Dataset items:
[start]

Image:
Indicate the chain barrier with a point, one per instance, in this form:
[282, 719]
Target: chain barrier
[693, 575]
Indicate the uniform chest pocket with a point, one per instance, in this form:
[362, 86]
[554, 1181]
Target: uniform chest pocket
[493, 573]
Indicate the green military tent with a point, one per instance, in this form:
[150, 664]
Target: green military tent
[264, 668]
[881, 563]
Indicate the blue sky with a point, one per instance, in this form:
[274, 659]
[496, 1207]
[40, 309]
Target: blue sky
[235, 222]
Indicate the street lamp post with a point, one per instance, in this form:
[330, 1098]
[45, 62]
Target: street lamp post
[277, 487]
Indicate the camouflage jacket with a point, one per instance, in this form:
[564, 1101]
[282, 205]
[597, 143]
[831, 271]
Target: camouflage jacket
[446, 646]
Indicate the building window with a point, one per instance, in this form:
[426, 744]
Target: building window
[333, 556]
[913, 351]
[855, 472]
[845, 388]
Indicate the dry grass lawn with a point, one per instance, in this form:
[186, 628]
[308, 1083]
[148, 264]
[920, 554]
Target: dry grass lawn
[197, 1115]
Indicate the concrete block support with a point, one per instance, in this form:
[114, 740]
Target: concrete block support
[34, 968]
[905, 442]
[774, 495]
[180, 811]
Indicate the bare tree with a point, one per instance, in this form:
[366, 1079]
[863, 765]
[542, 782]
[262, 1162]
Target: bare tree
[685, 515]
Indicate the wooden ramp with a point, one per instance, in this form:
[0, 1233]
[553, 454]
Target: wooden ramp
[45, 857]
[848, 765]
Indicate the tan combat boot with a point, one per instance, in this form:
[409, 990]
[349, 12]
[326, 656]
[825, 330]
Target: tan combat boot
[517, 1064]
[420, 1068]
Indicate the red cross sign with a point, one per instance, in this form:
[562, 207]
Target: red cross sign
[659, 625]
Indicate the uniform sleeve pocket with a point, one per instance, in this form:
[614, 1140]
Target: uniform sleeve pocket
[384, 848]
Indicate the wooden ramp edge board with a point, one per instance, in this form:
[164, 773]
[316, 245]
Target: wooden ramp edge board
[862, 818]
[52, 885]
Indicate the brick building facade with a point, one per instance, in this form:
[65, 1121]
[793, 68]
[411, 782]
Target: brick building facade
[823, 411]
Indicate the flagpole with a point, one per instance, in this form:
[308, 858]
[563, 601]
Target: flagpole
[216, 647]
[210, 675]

[end]

• **Short problem**: Copy the rows starting at the line that contains "Indicate the blue" and ending at the line that contains "[420, 1068]", with the requests included. Multiply every coordinate in the answer points by 1.25 and round to whole numbers, halves up, but leave the requests and their sample points unchanged.

• **Correct response**:
Indicate the blue sky with a point, one per instance, in this form:
[274, 659]
[496, 1207]
[40, 309]
Target: blue sky
[294, 278]
Indicate the street lamp post with a point, one per instance, in this form:
[330, 1098]
[45, 62]
Target: street lamp post
[346, 609]
Indicate the camouflage jacket with a point, one per instance, in this form:
[564, 1101]
[282, 205]
[597, 143]
[831, 271]
Target: camouflage jacket
[558, 808]
Indicate the building window with a point, one per instance, in this form:
[426, 744]
Target: building window
[416, 695]
[1141, 439]
[1069, 590]
[1056, 485]
Indicate the dry grass lawn with a point, one per instance, in this form:
[186, 628]
[308, 1083]
[148, 264]
[920, 554]
Target: dry grass lawn
[246, 1394]
Indicate the concrete block support with a point, one per instance, in this form:
[114, 740]
Target: concrete block support
[43, 1210]
[1131, 553]
[968, 619]
[225, 1014]
Indicate the bare tree with a point, one per instance, in this form:
[366, 1079]
[863, 765]
[542, 782]
[262, 1162]
Target: bare tree
[856, 644]
Indicate the wooden ramp with a point, one per instance, in this form:
[0, 1233]
[553, 454]
Target: wooden ramp
[56, 1071]
[1060, 956]
Indicate the tan combat boot with a point, one per instance, in this form:
[409, 990]
[349, 12]
[326, 656]
[825, 330]
Target: tan combat boot
[646, 1330]
[525, 1335]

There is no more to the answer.